▸ Stated task
Output exactly the lines between the line that contains "the rear wheel" and the last line of the material, counting both.
------ Data for this exercise
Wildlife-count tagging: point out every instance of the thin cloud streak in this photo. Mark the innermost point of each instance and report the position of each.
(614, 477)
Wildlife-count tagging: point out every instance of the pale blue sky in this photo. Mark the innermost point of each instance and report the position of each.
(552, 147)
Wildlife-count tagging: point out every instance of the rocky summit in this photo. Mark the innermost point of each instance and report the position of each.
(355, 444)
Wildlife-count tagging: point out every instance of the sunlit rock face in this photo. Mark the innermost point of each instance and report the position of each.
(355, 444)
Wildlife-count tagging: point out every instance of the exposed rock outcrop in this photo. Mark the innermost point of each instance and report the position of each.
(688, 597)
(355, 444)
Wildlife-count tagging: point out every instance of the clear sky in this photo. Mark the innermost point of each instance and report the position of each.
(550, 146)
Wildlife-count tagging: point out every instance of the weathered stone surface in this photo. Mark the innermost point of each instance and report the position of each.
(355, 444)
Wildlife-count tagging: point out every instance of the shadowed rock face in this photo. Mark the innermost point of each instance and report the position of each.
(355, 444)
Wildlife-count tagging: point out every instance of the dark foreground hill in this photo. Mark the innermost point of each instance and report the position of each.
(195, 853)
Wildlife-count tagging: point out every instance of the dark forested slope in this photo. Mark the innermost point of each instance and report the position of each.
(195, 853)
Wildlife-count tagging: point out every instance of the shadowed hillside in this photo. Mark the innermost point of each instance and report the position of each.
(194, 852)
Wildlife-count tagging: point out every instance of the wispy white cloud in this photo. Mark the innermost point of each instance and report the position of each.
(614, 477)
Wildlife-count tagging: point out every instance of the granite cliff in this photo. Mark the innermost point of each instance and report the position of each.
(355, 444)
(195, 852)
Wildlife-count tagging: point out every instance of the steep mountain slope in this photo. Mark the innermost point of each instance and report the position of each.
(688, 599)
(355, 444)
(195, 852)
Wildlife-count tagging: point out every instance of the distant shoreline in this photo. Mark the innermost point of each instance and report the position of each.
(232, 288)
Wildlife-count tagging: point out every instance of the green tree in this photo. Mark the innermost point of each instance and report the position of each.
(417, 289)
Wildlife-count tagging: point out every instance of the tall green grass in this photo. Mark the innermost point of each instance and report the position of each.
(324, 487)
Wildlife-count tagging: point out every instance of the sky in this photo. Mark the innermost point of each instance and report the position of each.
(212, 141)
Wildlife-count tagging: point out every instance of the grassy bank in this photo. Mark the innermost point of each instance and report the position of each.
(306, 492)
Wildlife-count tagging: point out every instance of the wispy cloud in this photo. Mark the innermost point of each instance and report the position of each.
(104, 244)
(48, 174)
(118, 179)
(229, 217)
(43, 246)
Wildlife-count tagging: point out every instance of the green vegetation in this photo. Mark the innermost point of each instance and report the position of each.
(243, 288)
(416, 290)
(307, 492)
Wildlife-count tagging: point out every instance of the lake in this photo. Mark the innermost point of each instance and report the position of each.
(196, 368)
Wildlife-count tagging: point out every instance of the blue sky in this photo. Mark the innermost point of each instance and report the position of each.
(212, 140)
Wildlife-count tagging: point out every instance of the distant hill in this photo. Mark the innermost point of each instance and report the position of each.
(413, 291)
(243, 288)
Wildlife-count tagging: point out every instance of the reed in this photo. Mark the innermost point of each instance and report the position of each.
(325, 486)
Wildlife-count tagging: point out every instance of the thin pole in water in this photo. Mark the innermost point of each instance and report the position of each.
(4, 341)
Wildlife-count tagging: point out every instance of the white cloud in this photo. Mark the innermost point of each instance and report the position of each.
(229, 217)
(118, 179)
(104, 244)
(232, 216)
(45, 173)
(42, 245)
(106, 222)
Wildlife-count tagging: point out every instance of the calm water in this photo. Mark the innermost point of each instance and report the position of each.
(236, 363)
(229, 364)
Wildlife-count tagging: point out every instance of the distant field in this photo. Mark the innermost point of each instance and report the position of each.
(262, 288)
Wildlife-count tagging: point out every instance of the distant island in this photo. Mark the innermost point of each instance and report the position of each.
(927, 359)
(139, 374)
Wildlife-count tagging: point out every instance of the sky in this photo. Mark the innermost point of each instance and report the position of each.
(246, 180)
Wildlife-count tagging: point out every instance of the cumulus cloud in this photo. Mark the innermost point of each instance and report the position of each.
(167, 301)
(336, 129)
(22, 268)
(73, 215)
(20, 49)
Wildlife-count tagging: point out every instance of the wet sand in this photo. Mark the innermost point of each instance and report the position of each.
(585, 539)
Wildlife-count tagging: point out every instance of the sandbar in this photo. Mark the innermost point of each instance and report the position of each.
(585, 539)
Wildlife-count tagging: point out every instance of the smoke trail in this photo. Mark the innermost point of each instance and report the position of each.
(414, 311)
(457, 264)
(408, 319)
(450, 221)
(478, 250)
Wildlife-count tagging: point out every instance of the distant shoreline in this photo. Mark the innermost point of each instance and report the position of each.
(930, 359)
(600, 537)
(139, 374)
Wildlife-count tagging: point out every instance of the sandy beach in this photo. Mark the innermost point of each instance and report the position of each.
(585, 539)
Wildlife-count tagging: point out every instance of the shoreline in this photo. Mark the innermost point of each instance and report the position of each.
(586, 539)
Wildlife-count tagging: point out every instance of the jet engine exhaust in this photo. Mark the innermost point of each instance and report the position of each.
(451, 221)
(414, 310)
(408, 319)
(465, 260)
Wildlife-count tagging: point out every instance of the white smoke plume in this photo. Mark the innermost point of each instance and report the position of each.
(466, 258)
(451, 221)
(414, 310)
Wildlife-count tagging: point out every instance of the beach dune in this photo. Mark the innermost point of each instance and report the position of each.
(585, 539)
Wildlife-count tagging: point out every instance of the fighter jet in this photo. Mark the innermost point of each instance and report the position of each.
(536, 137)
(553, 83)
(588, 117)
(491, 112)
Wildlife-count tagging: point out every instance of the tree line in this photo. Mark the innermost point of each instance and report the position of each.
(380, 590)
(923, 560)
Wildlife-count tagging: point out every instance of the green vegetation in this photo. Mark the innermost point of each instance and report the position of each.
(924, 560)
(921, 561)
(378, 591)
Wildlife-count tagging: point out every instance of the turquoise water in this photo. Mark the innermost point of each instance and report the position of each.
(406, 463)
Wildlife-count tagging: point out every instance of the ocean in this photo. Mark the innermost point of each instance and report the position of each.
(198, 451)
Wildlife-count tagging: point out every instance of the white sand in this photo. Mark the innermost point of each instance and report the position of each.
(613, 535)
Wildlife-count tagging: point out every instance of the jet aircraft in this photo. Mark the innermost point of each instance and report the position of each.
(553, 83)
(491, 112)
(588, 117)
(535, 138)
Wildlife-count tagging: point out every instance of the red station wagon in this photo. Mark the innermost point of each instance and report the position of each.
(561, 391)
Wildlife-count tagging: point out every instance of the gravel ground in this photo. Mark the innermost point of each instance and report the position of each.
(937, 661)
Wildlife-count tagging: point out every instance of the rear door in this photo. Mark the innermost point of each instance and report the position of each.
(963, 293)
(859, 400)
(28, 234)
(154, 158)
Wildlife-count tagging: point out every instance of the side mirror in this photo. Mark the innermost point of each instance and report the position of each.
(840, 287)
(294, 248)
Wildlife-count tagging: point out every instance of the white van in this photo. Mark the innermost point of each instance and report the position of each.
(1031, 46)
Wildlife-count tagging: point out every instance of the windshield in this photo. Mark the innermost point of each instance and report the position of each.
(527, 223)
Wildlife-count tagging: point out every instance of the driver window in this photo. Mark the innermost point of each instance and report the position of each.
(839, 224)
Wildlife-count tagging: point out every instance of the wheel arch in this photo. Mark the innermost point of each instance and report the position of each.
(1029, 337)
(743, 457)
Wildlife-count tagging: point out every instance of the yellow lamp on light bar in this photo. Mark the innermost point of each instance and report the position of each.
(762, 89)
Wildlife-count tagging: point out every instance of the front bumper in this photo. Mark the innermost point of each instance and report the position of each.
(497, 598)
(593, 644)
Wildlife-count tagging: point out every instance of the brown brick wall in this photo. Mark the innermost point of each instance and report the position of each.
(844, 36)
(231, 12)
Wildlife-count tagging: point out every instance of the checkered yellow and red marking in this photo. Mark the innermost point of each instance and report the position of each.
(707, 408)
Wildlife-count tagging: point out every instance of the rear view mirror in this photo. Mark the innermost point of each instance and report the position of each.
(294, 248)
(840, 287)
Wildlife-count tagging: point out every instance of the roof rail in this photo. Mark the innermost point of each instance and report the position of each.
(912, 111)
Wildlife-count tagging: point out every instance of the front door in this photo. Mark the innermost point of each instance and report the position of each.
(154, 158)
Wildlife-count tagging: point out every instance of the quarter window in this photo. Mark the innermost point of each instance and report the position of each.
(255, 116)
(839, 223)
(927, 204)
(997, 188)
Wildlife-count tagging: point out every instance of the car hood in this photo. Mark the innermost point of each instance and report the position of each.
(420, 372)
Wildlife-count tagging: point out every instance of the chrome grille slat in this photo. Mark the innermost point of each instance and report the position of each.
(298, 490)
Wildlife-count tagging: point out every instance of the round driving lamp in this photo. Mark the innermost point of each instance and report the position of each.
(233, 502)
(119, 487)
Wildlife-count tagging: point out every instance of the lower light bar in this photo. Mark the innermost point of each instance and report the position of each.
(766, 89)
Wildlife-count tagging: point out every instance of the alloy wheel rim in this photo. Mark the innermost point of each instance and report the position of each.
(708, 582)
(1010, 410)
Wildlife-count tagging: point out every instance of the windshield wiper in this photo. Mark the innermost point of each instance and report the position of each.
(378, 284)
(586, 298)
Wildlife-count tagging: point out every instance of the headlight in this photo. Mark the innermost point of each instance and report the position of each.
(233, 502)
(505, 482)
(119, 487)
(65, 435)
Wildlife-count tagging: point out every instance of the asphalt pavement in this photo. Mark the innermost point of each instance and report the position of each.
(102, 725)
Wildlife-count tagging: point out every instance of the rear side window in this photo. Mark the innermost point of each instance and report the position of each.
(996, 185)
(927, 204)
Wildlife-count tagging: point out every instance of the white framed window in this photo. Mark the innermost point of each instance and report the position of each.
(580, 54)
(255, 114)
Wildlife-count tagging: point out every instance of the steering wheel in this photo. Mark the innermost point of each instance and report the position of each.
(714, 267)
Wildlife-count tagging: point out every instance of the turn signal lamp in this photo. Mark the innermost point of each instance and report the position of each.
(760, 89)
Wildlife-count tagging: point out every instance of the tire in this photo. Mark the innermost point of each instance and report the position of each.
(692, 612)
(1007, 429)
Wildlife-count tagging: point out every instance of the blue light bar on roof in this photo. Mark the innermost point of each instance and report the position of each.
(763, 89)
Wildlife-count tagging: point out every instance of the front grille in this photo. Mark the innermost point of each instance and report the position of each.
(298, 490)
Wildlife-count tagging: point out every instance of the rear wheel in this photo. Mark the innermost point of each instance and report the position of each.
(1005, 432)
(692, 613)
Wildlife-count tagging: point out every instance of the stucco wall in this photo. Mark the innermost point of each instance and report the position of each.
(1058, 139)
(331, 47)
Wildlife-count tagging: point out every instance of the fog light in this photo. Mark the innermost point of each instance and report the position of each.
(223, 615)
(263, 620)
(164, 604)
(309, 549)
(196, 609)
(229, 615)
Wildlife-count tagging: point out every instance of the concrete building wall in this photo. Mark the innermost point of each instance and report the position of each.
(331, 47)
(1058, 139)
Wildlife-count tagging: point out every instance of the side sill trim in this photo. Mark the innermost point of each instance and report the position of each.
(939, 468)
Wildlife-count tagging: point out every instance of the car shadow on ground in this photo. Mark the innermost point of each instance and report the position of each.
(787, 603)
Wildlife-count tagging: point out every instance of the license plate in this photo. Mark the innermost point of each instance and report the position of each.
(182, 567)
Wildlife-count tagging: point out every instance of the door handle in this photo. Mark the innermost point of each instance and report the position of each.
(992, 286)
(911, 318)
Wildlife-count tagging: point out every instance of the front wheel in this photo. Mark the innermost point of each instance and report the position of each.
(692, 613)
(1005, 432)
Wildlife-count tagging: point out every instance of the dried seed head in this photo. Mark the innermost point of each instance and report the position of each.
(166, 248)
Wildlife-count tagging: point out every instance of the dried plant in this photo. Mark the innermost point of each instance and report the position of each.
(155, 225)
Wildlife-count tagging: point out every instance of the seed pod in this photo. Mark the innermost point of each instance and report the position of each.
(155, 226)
------------
▸ Task output
Wildlife-count tagging: point out every instance of the rear wheel in this photo. Mark the innermost point of each instance and report the position of each.
(1005, 432)
(692, 613)
Wildlife-count tagging: point out every instance of the stucco wall in this photo. Mark the innermost point of each instance and report the position of each.
(1058, 139)
(331, 47)
Wildlife-count tagging: point out every instance of the fog light in this photo. Mark the innermost point of each instance and report the position of each.
(223, 615)
(263, 620)
(164, 604)
(309, 549)
(196, 609)
(229, 615)
Wildlife-count tagging: point out every instance of the concrete building wall in this photo. Mark the innermost point of each instance and report the position of each.
(331, 47)
(1058, 139)
Wildlife-count tagging: point out every instance of the side sill trim in this photo. Mark the innermost point of each instance and report the position of each.
(939, 468)
Wildlife-count tagging: point out every instance of the car shadow on ground in this photo. Mark the innermost point of each instance and report the position of each.
(787, 603)
Wildlife-count tagging: point out every instance of the license plate in this photo. Mark the innermost point of each instance and report the position of each.
(182, 567)
Wildlife-count tagging: point out every instance of the door handle in this photo. Mark the innermost point of each instance and report the position of each.
(992, 286)
(911, 318)
Wildlife-count tagging: point out every instance of the front wheel in this photo. Mark the innermost point of each instance and report the position of each.
(692, 613)
(1005, 432)
Wildlife-count tagging: point out every instance of the dried seed head in this photo. Mark the innermost point of each instance and report the position of each.
(166, 248)
Wildlife-count tagging: point out every instance of the dried plant in this photo. Mark the innermost point of each instance and report the position of each.
(155, 225)
Wildlife-count tagging: point out every instance of the seed pod in this photo. Mark the innermost point of each instance and report the position of each.
(155, 226)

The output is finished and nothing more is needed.